→ **PROBLEM TO WORK ON**:
Count the lines below that contain the string "grey". Give only the number.

-- start --

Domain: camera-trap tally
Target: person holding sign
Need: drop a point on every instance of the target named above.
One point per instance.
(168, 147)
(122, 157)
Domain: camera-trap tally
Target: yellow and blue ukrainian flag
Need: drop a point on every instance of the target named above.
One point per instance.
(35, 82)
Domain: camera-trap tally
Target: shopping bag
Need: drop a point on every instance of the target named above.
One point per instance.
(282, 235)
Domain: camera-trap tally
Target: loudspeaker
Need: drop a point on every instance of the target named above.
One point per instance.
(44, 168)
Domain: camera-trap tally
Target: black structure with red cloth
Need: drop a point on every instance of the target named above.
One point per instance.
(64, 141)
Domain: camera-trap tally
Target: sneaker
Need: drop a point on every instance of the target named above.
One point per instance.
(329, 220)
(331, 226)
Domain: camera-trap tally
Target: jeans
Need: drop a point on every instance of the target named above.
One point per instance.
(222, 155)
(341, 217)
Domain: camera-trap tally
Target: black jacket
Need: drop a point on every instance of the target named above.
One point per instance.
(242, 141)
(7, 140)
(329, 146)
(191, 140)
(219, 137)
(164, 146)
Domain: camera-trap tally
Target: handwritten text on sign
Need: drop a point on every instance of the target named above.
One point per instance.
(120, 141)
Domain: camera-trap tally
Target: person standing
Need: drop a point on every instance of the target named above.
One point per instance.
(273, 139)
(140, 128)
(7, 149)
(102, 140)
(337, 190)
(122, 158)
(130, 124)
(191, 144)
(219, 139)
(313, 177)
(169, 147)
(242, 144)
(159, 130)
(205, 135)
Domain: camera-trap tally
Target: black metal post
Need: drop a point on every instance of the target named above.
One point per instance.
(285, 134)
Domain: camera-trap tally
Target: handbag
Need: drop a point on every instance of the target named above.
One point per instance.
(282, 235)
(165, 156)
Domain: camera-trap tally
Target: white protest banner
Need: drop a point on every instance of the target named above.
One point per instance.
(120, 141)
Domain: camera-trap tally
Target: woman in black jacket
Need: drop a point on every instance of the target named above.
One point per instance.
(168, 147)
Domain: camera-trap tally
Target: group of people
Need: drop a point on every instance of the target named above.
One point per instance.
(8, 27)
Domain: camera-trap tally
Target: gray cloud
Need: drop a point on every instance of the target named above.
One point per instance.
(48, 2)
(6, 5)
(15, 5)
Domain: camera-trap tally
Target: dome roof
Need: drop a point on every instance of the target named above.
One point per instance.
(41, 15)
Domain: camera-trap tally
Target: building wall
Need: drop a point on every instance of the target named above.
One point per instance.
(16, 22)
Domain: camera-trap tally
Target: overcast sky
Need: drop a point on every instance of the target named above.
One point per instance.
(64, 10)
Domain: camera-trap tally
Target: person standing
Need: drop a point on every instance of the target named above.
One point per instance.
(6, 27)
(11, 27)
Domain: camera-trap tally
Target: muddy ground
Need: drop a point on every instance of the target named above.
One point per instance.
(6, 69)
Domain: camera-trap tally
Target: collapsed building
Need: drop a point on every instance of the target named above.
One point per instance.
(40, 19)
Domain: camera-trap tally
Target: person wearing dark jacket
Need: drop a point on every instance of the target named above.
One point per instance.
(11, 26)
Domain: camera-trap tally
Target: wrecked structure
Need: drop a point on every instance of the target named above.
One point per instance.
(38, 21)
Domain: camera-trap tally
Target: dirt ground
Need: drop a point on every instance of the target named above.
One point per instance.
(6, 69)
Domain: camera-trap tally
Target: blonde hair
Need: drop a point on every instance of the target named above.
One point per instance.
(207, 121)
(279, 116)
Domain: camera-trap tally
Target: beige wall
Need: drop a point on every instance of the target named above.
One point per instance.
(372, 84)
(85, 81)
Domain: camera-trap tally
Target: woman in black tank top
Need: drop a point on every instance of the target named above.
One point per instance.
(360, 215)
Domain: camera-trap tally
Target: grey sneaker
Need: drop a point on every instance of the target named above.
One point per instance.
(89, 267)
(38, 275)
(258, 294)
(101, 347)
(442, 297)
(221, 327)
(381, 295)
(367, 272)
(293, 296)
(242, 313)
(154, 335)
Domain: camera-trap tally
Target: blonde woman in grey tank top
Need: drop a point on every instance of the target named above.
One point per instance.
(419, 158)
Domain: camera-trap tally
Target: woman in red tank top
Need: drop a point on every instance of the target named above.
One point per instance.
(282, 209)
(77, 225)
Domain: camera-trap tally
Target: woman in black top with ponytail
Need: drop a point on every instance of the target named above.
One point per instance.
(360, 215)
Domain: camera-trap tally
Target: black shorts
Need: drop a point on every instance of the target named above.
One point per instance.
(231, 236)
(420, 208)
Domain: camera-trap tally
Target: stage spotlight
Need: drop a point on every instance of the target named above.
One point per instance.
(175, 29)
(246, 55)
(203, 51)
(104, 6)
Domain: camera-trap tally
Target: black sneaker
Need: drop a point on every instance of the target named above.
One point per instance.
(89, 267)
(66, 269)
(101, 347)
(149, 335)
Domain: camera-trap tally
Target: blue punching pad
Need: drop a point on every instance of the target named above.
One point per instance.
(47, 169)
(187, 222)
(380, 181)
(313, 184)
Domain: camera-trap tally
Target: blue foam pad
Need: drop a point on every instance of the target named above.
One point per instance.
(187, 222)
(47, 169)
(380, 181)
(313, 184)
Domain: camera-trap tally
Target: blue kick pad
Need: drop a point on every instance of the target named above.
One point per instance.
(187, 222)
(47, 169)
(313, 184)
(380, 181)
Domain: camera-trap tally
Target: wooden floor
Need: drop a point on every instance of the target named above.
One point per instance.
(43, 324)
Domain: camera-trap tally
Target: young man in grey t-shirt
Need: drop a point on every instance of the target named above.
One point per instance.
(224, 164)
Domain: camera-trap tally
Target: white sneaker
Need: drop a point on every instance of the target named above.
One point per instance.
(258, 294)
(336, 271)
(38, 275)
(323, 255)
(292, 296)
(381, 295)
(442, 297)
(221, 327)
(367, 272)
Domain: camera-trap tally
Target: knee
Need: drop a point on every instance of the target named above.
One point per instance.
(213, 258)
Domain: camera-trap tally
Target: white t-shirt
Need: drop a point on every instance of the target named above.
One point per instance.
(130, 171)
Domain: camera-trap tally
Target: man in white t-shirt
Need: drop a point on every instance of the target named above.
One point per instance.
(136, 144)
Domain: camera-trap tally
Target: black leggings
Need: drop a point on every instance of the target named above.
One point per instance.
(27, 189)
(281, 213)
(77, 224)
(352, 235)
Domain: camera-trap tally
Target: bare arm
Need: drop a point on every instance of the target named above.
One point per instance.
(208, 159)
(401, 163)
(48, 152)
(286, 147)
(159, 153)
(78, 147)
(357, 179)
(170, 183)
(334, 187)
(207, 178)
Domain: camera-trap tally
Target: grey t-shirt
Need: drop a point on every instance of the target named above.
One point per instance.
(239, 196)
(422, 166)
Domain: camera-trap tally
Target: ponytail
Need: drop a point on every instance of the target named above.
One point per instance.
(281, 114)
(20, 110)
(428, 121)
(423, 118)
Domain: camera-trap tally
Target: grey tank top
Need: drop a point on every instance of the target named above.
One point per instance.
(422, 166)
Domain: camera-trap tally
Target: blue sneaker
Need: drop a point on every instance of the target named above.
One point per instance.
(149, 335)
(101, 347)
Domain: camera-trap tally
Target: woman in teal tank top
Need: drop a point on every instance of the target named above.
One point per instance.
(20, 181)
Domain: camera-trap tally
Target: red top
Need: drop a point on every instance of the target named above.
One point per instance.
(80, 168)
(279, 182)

-- end --

→ **RESPONSE FOR THIS EXERCISE**:
5